*INPUT FOR THIS TASK*.

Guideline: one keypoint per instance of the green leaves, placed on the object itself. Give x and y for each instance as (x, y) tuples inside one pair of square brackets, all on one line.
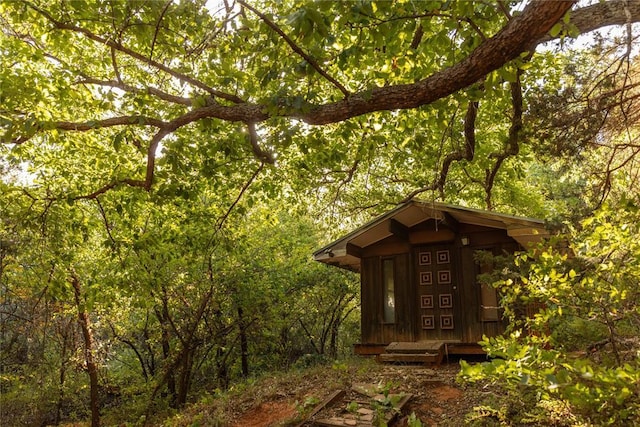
[(580, 310)]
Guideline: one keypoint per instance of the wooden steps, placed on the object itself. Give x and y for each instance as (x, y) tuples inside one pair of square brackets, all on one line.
[(427, 352)]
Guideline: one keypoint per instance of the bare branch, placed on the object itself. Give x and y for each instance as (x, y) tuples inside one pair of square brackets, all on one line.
[(132, 89), (512, 147), (602, 14), (466, 154), (261, 154), (296, 48), (155, 33), (245, 187)]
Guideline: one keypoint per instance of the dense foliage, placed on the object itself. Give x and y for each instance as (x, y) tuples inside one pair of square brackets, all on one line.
[(168, 167), (571, 355)]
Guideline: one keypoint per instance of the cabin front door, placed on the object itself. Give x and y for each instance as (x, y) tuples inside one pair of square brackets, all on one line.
[(439, 311)]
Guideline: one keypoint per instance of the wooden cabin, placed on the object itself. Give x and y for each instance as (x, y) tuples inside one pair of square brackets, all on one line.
[(418, 274)]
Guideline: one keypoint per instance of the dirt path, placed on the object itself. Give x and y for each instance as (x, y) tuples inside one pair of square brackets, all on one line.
[(438, 400)]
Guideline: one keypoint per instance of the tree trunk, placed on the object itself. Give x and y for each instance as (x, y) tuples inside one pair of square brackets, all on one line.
[(244, 343), (92, 367), (163, 318)]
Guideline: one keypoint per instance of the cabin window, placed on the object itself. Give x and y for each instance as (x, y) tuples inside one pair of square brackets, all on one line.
[(388, 291), (489, 309)]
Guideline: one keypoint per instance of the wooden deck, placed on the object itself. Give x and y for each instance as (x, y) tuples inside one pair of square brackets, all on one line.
[(427, 352)]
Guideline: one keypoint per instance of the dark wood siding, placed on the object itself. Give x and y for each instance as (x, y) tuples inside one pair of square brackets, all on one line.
[(370, 281), (403, 250)]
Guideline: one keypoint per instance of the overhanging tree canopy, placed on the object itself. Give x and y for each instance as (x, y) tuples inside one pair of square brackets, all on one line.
[(118, 80)]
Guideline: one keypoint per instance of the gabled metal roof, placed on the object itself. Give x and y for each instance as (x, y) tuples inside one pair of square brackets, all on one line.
[(523, 230)]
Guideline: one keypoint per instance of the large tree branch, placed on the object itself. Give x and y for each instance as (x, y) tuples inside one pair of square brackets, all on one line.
[(519, 35), (120, 48)]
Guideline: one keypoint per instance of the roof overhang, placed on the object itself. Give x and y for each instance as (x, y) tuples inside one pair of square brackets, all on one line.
[(344, 252)]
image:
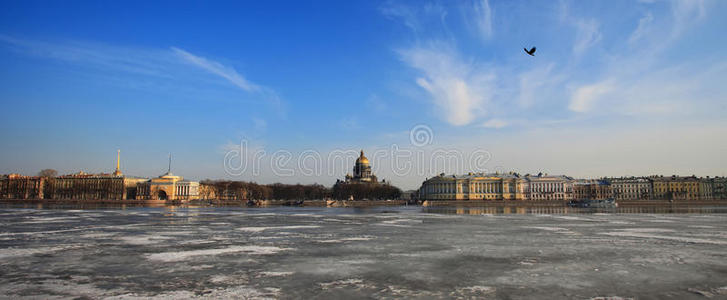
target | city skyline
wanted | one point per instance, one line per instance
(614, 89)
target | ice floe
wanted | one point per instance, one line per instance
(184, 255)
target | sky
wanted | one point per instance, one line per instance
(290, 91)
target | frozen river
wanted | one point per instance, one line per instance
(342, 253)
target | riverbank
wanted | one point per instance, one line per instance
(362, 203)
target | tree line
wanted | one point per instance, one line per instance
(242, 190)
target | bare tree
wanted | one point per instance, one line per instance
(50, 173)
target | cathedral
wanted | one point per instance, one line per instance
(361, 171)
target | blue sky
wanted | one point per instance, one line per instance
(615, 88)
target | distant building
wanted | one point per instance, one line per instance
(676, 187)
(706, 188)
(474, 186)
(83, 186)
(361, 171)
(16, 186)
(719, 188)
(591, 189)
(549, 187)
(168, 187)
(631, 188)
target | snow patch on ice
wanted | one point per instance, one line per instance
(260, 229)
(143, 240)
(19, 252)
(356, 282)
(665, 237)
(276, 274)
(183, 255)
(476, 289)
(347, 239)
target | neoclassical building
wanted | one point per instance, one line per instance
(361, 171)
(168, 187)
(475, 186)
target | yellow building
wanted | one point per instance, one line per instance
(168, 187)
(676, 187)
(473, 186)
(84, 186)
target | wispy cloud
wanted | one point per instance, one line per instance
(164, 67)
(483, 18)
(495, 123)
(686, 13)
(642, 28)
(218, 69)
(585, 97)
(460, 89)
(587, 35)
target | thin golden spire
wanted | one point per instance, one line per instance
(118, 163)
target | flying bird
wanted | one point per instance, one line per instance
(531, 51)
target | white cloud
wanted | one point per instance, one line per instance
(643, 27)
(218, 69)
(495, 123)
(533, 84)
(483, 15)
(461, 90)
(585, 97)
(685, 13)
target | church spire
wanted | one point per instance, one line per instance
(117, 172)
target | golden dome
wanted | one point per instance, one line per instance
(362, 159)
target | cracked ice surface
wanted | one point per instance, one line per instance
(303, 253)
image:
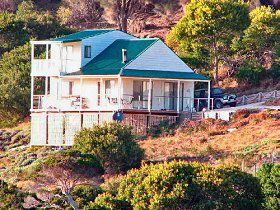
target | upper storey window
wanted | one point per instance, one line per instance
(87, 51)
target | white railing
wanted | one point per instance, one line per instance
(53, 67)
(186, 104)
(44, 67)
(259, 97)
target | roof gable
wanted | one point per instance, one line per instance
(79, 36)
(161, 58)
(109, 61)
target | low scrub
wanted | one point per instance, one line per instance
(113, 144)
(269, 176)
(163, 129)
(181, 185)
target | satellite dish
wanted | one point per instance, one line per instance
(118, 116)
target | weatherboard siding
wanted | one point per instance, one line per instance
(159, 57)
(101, 42)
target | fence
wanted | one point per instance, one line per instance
(259, 97)
(59, 129)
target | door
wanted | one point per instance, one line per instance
(170, 95)
(141, 94)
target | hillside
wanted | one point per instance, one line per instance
(250, 138)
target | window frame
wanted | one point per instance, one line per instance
(87, 53)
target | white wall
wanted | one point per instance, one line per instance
(100, 42)
(159, 57)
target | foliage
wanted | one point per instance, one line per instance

*WORK ORDER*. Search the records for the string "cloud" and return every line in which it occurs.

*RESULT FOR THIS TASK*.
target | wispy cloud
target | white cloud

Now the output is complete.